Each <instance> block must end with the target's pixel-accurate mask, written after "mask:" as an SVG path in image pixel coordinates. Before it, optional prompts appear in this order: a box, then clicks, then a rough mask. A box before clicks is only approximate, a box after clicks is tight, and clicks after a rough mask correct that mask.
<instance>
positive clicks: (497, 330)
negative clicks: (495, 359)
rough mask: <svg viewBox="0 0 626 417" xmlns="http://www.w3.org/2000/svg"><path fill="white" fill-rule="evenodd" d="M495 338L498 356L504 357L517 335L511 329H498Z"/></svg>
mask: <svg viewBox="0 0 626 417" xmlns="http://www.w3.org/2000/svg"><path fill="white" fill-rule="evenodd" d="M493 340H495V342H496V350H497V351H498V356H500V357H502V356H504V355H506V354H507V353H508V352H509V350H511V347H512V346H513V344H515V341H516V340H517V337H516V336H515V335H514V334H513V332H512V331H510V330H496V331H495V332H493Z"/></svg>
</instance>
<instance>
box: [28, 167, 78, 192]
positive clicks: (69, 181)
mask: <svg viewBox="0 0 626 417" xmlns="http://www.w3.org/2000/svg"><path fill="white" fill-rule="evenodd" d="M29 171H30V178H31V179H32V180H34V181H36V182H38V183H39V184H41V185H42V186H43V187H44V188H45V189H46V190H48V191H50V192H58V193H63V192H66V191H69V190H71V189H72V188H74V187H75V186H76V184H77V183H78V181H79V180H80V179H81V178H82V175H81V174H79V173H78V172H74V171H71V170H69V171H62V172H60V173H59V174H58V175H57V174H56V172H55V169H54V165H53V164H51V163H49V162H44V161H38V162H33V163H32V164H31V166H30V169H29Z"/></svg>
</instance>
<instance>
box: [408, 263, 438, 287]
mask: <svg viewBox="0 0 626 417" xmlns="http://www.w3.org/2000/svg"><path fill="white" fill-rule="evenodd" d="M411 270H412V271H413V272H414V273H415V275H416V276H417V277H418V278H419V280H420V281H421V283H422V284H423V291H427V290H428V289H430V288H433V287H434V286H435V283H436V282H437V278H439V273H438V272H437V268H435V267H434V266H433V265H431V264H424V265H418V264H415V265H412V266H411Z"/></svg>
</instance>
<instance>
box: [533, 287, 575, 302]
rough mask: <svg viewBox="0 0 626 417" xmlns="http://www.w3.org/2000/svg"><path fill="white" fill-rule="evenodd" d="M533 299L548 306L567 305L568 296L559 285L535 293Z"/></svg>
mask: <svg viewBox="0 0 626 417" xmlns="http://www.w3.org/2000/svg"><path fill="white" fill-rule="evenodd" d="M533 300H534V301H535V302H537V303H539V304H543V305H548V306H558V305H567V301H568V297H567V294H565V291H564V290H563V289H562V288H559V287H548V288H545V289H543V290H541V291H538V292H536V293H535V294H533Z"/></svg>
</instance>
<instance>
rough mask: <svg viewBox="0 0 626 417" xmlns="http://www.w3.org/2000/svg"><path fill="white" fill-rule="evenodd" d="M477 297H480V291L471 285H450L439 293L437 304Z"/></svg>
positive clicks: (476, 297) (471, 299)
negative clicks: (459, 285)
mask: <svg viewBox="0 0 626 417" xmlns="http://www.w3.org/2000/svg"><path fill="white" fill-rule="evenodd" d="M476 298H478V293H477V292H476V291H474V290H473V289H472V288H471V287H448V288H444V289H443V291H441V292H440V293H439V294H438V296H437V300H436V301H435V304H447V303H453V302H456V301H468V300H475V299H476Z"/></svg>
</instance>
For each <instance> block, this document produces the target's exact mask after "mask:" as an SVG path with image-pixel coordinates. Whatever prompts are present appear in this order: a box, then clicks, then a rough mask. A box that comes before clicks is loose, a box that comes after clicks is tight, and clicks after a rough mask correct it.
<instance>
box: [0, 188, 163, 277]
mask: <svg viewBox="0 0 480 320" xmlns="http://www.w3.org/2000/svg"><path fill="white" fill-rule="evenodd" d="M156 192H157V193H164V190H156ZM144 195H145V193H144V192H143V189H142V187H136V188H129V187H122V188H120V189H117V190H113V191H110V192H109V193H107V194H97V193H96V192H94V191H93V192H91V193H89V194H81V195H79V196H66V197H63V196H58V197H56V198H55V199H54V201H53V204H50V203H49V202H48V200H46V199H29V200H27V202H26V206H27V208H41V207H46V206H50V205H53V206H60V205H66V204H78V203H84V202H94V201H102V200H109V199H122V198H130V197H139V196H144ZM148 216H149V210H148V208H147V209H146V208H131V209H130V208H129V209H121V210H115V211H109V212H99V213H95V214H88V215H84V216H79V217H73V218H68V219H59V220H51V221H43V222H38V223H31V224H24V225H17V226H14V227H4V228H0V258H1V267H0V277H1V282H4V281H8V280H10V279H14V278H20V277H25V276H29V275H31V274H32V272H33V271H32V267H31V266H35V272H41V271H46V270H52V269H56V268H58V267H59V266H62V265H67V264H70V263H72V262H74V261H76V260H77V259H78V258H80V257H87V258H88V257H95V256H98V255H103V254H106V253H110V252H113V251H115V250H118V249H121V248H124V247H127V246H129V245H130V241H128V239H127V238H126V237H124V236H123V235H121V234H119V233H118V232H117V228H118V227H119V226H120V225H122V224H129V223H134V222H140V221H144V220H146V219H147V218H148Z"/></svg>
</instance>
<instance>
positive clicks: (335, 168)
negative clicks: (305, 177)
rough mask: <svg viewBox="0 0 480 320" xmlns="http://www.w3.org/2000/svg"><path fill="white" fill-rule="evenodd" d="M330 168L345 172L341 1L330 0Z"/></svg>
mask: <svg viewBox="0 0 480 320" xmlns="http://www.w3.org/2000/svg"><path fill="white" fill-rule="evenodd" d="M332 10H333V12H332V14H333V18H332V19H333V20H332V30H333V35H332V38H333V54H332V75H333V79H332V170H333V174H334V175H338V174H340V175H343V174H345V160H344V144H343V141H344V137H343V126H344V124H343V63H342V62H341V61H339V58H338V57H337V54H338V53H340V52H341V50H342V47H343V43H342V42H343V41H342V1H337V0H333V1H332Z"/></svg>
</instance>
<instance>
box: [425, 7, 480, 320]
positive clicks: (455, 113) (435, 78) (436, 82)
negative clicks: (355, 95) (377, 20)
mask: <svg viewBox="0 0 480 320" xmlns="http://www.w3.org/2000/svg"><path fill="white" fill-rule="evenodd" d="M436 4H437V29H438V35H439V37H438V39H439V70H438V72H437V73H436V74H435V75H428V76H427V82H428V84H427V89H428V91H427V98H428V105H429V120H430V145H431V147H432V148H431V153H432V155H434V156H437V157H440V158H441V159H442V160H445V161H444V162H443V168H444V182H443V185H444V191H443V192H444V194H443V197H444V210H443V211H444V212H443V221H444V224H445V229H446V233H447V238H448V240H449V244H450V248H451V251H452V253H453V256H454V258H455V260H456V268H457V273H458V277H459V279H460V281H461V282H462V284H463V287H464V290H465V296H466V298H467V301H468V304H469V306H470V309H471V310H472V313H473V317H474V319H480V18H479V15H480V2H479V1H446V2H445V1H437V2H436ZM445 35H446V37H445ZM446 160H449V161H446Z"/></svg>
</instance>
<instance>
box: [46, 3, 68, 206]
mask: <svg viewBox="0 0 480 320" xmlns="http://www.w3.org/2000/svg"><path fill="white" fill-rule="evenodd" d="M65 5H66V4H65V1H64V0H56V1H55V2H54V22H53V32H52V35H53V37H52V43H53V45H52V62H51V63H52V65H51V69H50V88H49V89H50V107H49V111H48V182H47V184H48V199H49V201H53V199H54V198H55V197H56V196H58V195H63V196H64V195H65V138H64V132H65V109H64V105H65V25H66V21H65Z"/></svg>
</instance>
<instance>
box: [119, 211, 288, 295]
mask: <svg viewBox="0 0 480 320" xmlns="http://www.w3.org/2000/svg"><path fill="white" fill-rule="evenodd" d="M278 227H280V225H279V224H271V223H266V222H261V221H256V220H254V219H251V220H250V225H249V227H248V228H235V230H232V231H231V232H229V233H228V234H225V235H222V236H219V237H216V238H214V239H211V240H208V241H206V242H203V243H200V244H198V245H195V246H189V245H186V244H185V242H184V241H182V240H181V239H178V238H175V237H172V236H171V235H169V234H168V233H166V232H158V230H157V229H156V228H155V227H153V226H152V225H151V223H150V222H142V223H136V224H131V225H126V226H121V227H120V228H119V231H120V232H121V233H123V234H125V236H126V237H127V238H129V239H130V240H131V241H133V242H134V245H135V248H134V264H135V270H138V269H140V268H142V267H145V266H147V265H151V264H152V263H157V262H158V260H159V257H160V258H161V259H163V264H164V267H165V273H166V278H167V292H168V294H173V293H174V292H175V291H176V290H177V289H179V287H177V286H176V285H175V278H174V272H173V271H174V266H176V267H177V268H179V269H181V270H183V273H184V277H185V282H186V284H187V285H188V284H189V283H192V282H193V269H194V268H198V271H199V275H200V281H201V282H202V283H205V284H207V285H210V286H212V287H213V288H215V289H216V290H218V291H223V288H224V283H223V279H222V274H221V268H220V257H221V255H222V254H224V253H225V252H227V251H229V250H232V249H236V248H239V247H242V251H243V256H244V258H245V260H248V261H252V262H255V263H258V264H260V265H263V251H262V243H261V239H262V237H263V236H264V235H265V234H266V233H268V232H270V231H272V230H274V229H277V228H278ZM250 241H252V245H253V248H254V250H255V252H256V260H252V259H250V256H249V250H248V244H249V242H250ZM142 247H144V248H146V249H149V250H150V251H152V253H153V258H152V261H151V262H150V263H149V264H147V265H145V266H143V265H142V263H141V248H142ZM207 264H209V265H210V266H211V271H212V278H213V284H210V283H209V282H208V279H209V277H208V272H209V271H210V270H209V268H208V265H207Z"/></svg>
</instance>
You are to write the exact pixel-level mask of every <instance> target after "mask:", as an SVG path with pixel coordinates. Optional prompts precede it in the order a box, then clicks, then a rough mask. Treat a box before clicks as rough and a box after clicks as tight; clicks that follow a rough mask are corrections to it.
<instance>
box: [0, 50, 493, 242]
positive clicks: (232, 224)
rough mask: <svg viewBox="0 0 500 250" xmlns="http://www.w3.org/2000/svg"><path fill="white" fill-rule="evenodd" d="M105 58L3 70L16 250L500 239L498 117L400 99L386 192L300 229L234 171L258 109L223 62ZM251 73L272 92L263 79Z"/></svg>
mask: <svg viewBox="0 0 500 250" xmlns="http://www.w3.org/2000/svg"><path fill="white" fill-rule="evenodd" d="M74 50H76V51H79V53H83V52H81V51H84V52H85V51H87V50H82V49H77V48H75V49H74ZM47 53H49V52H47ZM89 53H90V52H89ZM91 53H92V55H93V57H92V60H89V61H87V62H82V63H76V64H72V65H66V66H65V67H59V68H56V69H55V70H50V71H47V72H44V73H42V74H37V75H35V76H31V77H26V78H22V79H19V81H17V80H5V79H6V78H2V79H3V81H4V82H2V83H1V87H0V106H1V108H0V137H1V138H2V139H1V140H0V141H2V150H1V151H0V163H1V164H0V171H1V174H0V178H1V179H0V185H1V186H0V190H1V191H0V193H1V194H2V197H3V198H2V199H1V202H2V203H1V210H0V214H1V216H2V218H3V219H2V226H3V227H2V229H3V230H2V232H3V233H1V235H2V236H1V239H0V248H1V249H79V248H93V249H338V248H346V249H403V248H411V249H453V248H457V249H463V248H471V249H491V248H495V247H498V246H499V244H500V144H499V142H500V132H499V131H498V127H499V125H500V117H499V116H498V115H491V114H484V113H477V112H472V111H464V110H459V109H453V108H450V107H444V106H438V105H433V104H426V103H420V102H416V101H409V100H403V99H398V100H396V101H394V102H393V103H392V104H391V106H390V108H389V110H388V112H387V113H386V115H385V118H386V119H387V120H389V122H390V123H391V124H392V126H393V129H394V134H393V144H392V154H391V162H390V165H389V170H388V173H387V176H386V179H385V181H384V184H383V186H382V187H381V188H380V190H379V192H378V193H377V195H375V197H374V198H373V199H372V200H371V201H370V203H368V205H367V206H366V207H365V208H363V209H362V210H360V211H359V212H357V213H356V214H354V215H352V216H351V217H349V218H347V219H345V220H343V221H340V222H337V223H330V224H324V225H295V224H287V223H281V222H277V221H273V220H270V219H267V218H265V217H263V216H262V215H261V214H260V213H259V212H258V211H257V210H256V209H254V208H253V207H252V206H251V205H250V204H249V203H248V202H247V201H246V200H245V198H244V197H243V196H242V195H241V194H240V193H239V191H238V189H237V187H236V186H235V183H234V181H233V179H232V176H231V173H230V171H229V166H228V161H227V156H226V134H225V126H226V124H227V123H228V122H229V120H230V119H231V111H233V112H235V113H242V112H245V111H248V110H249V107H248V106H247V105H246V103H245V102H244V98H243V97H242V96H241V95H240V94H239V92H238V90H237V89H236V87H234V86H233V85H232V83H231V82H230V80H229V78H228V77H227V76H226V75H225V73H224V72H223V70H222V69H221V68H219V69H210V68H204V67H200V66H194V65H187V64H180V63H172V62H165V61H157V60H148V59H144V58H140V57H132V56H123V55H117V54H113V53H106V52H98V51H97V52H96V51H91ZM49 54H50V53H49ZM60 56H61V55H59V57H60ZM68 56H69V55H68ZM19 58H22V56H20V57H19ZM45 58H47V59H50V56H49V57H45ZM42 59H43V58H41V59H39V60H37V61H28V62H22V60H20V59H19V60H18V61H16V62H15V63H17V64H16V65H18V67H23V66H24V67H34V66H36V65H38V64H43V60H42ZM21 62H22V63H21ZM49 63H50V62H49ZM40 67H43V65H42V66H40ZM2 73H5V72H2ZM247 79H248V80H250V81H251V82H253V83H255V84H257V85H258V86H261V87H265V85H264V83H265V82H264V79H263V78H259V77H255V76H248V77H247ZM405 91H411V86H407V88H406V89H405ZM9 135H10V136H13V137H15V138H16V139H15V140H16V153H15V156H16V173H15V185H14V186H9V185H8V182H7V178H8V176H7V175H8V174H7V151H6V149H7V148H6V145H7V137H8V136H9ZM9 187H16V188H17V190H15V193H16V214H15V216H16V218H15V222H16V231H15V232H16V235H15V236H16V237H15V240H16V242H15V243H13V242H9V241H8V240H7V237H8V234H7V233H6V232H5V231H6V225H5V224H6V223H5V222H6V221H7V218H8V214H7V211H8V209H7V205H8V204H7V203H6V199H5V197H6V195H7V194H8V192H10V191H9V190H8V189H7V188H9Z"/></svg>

------------------------

EXERCISE GOAL: Find the line with "338L498 356L504 357L517" in the material above. Reproduce it and each line after it up to and including the line with "box: [28, 167, 78, 192]".

TASK RESULT:
rough mask: <svg viewBox="0 0 626 417" xmlns="http://www.w3.org/2000/svg"><path fill="white" fill-rule="evenodd" d="M495 338L498 356L504 357L517 335L511 329H498Z"/></svg>
mask: <svg viewBox="0 0 626 417" xmlns="http://www.w3.org/2000/svg"><path fill="white" fill-rule="evenodd" d="M493 340H495V342H496V350H497V351H498V356H500V357H502V356H504V355H506V354H507V353H508V352H509V350H511V347H512V346H513V344H515V341H516V340H517V337H516V336H515V335H514V334H513V332H512V331H510V330H496V331H495V332H493Z"/></svg>
</instance>
<instance>
box: [28, 167, 78, 192]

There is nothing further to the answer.